:: Extract to read
On the verge of total defeat, the Liberation Tigers of Tamil Eelam on Thursday said that nearly 165,000 civilians in the areas controlled by it were close to starvation and accused Sri Lankan authorities of blocking food and humanitarian supplies to the area.
Comparing the humanitarian crisis in the 10 sq km swath of coastal land in Pudukudiyyiruppu to the Dafur crisis in Sudan, the LTTE in a statement asked the United Nations and other international aid groups to intervene promptly to prevent a catastrophe.
"We fear that further delay can result in a crisis similar to that faced in Darfur or even deadlier," it said in the statement, released by the pro-LTTE website TamilNet.com. Welcoming the dispatch of United Nations Humanitarian chief John Holmes to Colombo, the rebels said they were "prepared to engage in a constructive dialogue to address the humanitarian crisis in Wanni."
The figures given by the LTTE were the first about the number of Tamil civilians still trapped in the areas controlled by it, while Colombo had put the figure between 10,000 and 15,000. However, the United Nations has estimated that the number of civilians in the conflict zone is nearly 50,000.
::::
Check your understanding:
**a.** In the news report on the LTTE statement, why did the rebels ask the United Nations and other aid groups to intervene promptly?
**b.** Resume the news report on the LTTE statement, starting after its final sentence.
:: Information supplied
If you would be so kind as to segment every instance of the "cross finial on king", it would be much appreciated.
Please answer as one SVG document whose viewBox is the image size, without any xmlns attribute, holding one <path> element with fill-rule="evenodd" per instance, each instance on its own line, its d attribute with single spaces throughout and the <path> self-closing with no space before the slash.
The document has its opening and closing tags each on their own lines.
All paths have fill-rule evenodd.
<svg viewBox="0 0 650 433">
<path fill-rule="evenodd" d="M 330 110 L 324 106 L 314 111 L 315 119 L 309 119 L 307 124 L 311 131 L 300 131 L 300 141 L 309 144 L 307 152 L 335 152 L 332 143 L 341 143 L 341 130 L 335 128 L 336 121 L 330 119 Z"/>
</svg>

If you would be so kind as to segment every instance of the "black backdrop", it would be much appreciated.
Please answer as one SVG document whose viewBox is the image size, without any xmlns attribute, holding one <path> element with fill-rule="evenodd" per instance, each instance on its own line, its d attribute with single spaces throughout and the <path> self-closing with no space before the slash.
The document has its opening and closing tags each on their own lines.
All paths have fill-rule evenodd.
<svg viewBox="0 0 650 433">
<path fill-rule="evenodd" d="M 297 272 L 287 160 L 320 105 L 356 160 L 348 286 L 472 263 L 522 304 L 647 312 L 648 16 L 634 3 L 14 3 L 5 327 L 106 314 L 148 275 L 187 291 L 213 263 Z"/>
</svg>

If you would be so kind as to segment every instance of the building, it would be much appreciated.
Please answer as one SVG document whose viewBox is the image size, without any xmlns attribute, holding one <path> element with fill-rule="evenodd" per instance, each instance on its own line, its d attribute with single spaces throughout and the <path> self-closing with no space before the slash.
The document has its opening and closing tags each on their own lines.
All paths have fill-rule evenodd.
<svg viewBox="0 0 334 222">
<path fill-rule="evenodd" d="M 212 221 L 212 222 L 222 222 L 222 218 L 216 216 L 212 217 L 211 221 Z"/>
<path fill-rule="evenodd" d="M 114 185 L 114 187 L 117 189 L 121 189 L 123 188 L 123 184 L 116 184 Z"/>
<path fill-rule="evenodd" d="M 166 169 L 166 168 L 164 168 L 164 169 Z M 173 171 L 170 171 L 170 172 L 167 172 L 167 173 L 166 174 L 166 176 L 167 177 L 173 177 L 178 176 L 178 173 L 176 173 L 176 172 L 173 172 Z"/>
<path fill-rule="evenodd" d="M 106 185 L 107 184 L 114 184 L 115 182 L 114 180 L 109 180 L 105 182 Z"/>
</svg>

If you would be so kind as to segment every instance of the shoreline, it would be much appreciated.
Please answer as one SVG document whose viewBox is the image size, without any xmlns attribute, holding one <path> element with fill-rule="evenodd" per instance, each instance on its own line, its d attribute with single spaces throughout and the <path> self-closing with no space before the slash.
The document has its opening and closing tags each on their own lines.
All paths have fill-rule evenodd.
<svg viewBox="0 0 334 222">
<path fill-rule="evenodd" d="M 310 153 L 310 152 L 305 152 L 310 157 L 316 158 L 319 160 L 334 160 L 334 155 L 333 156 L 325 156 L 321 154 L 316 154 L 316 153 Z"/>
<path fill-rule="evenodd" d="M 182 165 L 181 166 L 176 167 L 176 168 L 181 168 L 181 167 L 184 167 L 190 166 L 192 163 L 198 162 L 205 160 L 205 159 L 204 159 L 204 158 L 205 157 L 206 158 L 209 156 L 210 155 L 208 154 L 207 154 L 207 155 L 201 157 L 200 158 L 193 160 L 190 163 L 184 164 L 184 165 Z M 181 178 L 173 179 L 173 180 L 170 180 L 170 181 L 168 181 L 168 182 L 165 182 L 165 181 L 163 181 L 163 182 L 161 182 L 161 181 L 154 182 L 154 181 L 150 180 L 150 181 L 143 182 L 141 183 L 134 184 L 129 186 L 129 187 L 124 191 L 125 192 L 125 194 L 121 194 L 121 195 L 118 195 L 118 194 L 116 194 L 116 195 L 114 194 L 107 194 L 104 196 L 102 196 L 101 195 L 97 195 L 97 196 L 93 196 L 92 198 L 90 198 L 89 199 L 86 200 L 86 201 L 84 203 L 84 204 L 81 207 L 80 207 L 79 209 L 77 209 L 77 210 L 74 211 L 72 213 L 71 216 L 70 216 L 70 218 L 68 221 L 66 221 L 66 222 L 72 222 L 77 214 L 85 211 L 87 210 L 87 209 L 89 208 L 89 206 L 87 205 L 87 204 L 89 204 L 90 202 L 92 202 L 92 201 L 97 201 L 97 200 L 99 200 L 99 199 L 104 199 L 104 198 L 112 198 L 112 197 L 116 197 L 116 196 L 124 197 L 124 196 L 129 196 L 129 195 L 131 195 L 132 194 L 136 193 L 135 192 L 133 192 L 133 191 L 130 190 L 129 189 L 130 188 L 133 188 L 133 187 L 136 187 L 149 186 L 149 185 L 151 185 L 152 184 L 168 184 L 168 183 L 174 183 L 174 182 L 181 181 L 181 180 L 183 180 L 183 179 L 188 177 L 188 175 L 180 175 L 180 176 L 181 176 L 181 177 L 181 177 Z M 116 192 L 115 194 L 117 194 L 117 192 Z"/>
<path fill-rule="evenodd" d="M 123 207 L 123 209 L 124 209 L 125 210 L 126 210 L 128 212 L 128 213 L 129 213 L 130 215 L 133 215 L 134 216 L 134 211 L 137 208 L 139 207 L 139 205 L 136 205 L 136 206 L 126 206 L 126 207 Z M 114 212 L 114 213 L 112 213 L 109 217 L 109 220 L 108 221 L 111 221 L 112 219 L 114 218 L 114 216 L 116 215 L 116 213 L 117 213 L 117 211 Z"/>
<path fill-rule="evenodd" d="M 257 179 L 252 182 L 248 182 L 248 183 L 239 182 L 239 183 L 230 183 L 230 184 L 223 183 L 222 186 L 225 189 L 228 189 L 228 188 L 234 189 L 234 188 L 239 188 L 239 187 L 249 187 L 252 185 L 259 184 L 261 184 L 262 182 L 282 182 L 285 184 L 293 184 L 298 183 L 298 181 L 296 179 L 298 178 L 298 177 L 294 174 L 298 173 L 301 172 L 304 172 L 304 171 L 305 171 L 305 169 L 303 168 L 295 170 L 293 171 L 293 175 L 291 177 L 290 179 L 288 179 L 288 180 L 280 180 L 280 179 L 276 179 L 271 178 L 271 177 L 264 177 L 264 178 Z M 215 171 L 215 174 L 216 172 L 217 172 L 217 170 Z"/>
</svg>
::::
Answers to this exercise:
**a.** The LTTE wanted prompt intervention to prevent a catastrophe among the civilians in the area it controlled. Its statement said it feared that further delay could produce a crisis like the one in Darfur, or an even deadlier one.

**b.**
The LTTE said that in the last few months, the Sri Lankan regime has blocked food supplies through land and sea. "The supply routes have been deliberately targeted by artillery and mortars. The occupation of Pudhukudiyyiruppu and surrounded areas has made supply of food by land impossible. Delivery by sea is the only option for supplies to the people living in LTTE controlled areas," it said.
Terming the blockade as 'systematic and deliberate', the LTTE said denial of food, medicine and other medical supplies was a 'serious breach' of the international humanitarian laws and a war crime that falls within the international crime of genocide.